* SHORT EXERCISE *
Can you reproduce the listing below with "endpoint" switched to "service" everywhere it occurs, leaving everything else unchanged?

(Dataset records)
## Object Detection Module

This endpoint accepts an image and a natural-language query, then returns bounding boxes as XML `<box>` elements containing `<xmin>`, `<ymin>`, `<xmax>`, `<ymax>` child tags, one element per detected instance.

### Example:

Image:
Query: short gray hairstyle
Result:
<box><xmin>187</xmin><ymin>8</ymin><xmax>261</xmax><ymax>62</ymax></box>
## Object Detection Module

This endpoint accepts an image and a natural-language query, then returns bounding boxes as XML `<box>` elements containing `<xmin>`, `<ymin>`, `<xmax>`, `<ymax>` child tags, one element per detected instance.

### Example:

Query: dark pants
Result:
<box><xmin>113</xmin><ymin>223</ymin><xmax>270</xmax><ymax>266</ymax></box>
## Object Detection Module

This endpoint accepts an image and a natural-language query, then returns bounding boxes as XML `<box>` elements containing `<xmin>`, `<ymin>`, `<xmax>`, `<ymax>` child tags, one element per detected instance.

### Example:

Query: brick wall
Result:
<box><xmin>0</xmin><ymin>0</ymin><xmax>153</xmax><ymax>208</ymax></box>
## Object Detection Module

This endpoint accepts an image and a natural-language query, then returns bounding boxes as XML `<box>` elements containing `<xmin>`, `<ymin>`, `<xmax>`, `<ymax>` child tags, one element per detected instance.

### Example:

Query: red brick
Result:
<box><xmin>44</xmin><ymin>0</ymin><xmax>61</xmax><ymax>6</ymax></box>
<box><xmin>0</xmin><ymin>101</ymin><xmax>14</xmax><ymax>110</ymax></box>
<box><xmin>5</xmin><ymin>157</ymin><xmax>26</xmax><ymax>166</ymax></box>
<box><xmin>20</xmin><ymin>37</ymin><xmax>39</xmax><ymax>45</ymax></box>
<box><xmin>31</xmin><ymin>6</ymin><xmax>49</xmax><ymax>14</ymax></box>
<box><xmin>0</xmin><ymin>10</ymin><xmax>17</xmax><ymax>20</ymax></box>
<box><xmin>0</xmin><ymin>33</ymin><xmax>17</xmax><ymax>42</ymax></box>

* RESPONSE TO THIS TASK *
## Object Detection Module

This service accepts an image and a natural-language query, then returns bounding boxes as XML `<box>` elements containing `<xmin>`, `<ymin>`, `<xmax>`, `<ymax>` child tags, one element per detected instance.

### Example:

Image:
Query: short gray hairstyle
Result:
<box><xmin>187</xmin><ymin>8</ymin><xmax>261</xmax><ymax>62</ymax></box>
## Object Detection Module

This service accepts an image and a natural-language query, then returns bounding boxes as XML `<box>` elements containing `<xmin>`, `<ymin>`, `<xmax>`, `<ymax>` child tags, one element per detected instance.

### Example:

Query: dark pants
Result:
<box><xmin>113</xmin><ymin>223</ymin><xmax>270</xmax><ymax>266</ymax></box>
## Object Detection Module

This service accepts an image and a natural-language query, then returns bounding boxes as XML `<box>` elements containing `<xmin>`, `<ymin>`, `<xmax>`, `<ymax>` child tags, one element per detected instance.

### Example:

Query: brick wall
Result:
<box><xmin>0</xmin><ymin>0</ymin><xmax>153</xmax><ymax>208</ymax></box>
## Object Detection Module

This service accepts an image and a natural-language query, then returns bounding boxes as XML `<box>` elements containing `<xmin>`, `<ymin>`, `<xmax>`, `<ymax>` child tags, one element per detected instance.

### Example:

Query: red brick
Result:
<box><xmin>44</xmin><ymin>0</ymin><xmax>61</xmax><ymax>6</ymax></box>
<box><xmin>0</xmin><ymin>101</ymin><xmax>14</xmax><ymax>110</ymax></box>
<box><xmin>5</xmin><ymin>157</ymin><xmax>26</xmax><ymax>166</ymax></box>
<box><xmin>20</xmin><ymin>37</ymin><xmax>39</xmax><ymax>45</ymax></box>
<box><xmin>31</xmin><ymin>6</ymin><xmax>49</xmax><ymax>14</ymax></box>
<box><xmin>0</xmin><ymin>10</ymin><xmax>17</xmax><ymax>20</ymax></box>
<box><xmin>0</xmin><ymin>33</ymin><xmax>17</xmax><ymax>42</ymax></box>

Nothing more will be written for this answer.